# Start of DATA TO USE

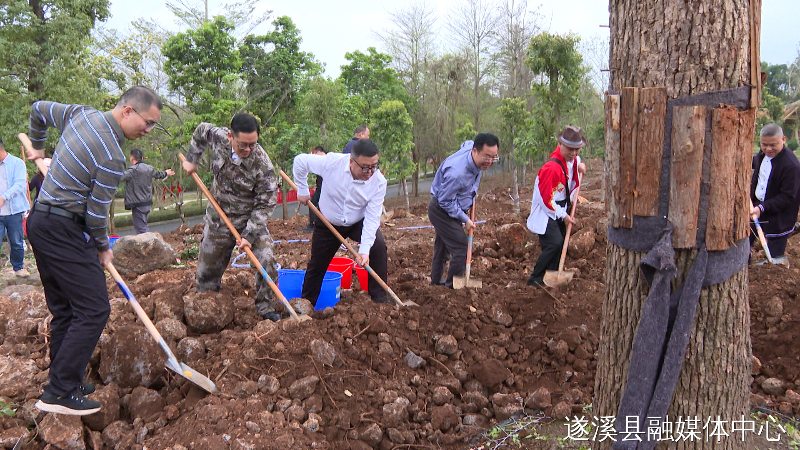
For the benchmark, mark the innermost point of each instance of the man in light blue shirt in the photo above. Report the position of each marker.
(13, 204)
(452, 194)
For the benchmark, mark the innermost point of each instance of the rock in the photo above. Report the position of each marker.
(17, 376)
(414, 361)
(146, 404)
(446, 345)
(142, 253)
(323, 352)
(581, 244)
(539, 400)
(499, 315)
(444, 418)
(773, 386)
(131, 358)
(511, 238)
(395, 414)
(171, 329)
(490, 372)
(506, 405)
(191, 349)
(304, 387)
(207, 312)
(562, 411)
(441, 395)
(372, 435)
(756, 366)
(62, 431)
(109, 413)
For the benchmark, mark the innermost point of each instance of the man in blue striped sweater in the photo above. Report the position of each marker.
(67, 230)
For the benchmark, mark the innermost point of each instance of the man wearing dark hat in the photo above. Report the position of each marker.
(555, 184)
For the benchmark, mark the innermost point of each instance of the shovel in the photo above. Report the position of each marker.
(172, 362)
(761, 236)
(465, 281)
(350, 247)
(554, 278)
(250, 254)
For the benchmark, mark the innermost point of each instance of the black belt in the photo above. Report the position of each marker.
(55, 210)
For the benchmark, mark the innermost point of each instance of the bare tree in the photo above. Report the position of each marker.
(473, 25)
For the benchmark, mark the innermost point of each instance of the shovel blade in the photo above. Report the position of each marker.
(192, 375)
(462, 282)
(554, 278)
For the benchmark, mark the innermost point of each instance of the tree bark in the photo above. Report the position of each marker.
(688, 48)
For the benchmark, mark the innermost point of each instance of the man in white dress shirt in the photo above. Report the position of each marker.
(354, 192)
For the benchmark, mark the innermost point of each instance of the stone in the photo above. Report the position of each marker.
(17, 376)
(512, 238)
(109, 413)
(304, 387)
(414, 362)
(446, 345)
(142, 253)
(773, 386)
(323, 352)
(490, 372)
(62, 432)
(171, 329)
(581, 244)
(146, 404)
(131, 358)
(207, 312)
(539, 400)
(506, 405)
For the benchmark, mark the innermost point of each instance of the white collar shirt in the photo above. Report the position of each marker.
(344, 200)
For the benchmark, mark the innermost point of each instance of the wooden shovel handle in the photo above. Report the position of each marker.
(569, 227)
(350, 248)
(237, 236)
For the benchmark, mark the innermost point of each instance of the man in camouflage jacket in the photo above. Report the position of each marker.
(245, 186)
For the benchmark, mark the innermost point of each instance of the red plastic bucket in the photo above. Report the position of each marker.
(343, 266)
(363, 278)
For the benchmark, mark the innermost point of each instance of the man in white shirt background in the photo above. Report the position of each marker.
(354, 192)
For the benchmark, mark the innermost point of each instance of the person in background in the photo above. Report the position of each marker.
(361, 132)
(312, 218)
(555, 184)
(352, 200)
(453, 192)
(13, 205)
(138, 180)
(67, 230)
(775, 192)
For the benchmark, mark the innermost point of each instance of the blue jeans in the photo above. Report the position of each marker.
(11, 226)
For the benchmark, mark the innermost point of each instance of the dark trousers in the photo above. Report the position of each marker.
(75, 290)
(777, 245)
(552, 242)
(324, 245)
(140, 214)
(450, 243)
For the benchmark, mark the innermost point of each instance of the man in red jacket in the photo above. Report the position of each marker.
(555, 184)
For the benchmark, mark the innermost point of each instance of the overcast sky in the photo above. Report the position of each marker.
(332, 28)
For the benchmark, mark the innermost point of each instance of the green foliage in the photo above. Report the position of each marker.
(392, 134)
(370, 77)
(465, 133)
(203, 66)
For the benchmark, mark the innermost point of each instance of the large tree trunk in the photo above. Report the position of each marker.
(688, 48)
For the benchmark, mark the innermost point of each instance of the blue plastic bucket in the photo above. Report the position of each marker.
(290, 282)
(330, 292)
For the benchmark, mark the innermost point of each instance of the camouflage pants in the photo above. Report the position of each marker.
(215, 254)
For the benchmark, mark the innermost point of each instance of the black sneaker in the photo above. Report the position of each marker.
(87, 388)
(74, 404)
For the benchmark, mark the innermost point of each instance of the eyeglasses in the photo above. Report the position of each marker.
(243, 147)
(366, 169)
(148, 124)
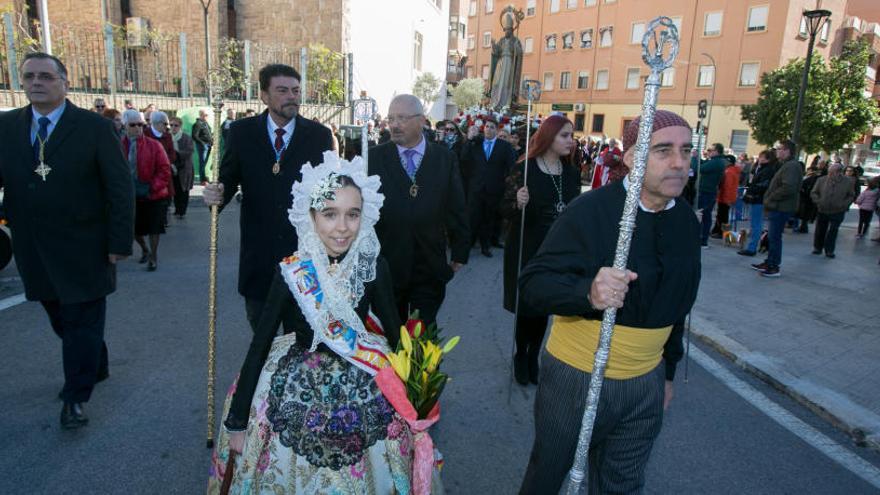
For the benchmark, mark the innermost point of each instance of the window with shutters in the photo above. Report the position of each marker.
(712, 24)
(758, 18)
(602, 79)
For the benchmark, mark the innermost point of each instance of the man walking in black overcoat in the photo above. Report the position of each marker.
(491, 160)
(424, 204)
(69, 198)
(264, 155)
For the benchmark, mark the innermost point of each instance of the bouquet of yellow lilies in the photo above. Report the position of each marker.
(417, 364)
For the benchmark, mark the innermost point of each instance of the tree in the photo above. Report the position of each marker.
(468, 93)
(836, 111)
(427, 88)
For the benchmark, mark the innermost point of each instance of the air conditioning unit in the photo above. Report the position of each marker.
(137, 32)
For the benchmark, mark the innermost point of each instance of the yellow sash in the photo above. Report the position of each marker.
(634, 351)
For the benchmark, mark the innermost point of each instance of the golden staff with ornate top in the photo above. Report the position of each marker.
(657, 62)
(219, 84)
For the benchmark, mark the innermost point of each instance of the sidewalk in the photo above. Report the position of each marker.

# End of DATA TO USE

REQUIRED WORK
Copy out all of the data word for word. Do not carry over any picture.

COMPLETED EXERCISE
For the benchmark, mark the innermost point of each instance of the man in light blue shirt in the photo above. Report the position of each marker.
(13, 204)
(452, 194)
For the benchmark, mark the innermost point of each instance of the rock in the photo above. Report the position of each marker.
(17, 376)
(414, 361)
(146, 404)
(446, 345)
(142, 253)
(323, 352)
(581, 244)
(539, 400)
(499, 315)
(444, 418)
(773, 386)
(131, 358)
(511, 238)
(395, 414)
(171, 329)
(490, 372)
(506, 405)
(191, 349)
(304, 387)
(207, 312)
(562, 411)
(441, 395)
(372, 435)
(756, 366)
(62, 431)
(109, 413)
For the benchmark, mark the innermost point of each instance of the man in blue striped sweater in the photo above. Report the position of each marker.
(67, 230)
For the benchmark, mark the innermost point of each instance of the man wearing dark hat in the photo above. Report the position of each marker.
(555, 184)
For the benchmark, mark the innermost point of each instance of the shovel in the photo above. Report the position of each marker.
(172, 362)
(761, 236)
(465, 281)
(350, 247)
(554, 278)
(250, 254)
For the benchmark, mark the innermost point of each instance of the black belt in the photo above. Report the position of each marker.
(55, 210)
For the benchmark, mark the innermost point of each instance of the bare tree in the photo above. Report the position of each marker.
(473, 25)
For the benchmark, mark the innermost point of each instance of the shovel blade in the photo above. Report the position of each marker.
(192, 375)
(462, 282)
(554, 278)
For the benchmark, mark the innermost point of each instance of the tree bark in the photo above. Report the position of each marker.
(688, 48)
For the benchmark, mark the innermost point of each instance of the man in white dress shirt in the photo above. Report the position of each marker.
(354, 192)
For the benchmark, mark the innermost point of each instance of the stone in the photo above. Report the position of each marker.
(17, 376)
(512, 238)
(109, 413)
(304, 387)
(414, 362)
(446, 345)
(142, 253)
(773, 386)
(323, 352)
(490, 372)
(62, 432)
(171, 329)
(581, 244)
(146, 404)
(131, 358)
(207, 312)
(539, 400)
(506, 405)
For the benchmark, mark the innermost point of each instance of the white collar shirt in the photo above. Report the position of each marker.
(344, 200)
For the benchmark, mark the innermost point of each instance of the wooden shovel handle in the photo above. Report the position of each marker.
(569, 227)
(350, 248)
(237, 236)
For the benchmark, mark the innermost point of each instance of the man in camouflage jacket in the photo above. Report the position of each marker.
(245, 186)
For the benchmark, mark the innermost point of each instance of the red plastic bucket in the photo above. Report the position of each marker.
(343, 266)
(363, 278)
For the benchmark, mark the innermost point of each instance of the man in white shirt background in the photo above. Report the position of each marker.
(354, 192)
For the benchmark, mark the innermost point of each instance of the person in background in the photo above. Report the position of each marker.
(361, 132)
(312, 218)
(555, 184)
(352, 200)
(453, 192)
(13, 205)
(138, 180)
(67, 230)
(775, 192)
For the benchmark, mark the innermost point of each instance of the blue jeans in the photo above. Report the position of each marker.
(11, 226)
For the benchmark, mark the innermost point of each instance of the dark trousers in the photo above. Report the position of each marker.
(75, 290)
(777, 245)
(552, 242)
(324, 245)
(140, 214)
(450, 243)
For the benchmark, mark the innermost point of each instance of the man in red jacket in the photo above. Report the position of each marker.
(555, 184)
For the benchmark, mark the innermost point of each instance of the overcast sky in the photo above. Report the position of each marker.
(332, 28)
For the benchmark, mark the innermost point of each instance of the green foliage in the photo above. Report the position of each marker.
(392, 134)
(370, 77)
(465, 133)
(203, 66)
For the benchmark, mark the innermost point of each instance of the large tree trunk in the photo above. Report the position of each marker.
(688, 48)
For the benchmark, mark the innermost point of each instance of the blue plastic bucket in the photo above. Report the position of each marker.
(290, 282)
(330, 292)
For the benchmark, mark the innermost point of each instance of the camouflage pants in the photo above. Report the position of each marker.
(215, 254)
For the benchmark, mark the innermost point of each instance of the black sneaker in the photo above. Report the position of each marker.
(87, 388)
(74, 404)
For the benchmark, mark the innermost point of each instance of the eyeglasses in the photo above. Report the position of each marker.
(243, 147)
(366, 169)
(148, 124)
For the benchmark, mark the innermost point of each instance of the window with shutters in the photo above. Report the position of each marker.
(712, 24)
(758, 18)
(602, 79)
For the benchmark, mark the innermost point of each instance of the man walking in black overcoat in the photo above. Report the position of each marker.
(491, 160)
(424, 204)
(69, 198)
(264, 155)
For the benchmark, mark the innermost point of each instance of the bouquet of yellow lilies in the photo above. Report the position of each marker.
(417, 364)
For the benchmark, mark the innermost point of each instance of the tree in the photo above. Report the position of each marker.
(468, 93)
(836, 111)
(427, 88)
For the benchmark, mark the innermost point of each instance of the air conditioning unit in the photo above. Report the position of each marker.
(137, 32)
For the benchmark, mark the innermost point of each instance of the yellow sash in the photo above. Report the position of each marker.
(634, 351)
For the benchmark, mark the innermost point of each instance of the golden staff with ornate top in the photo above. Report the position of each marker.
(657, 62)
(219, 84)
For the benchmark, mark the innermost point of each instance of the sidewalk in the photo above. Report the position of each marker.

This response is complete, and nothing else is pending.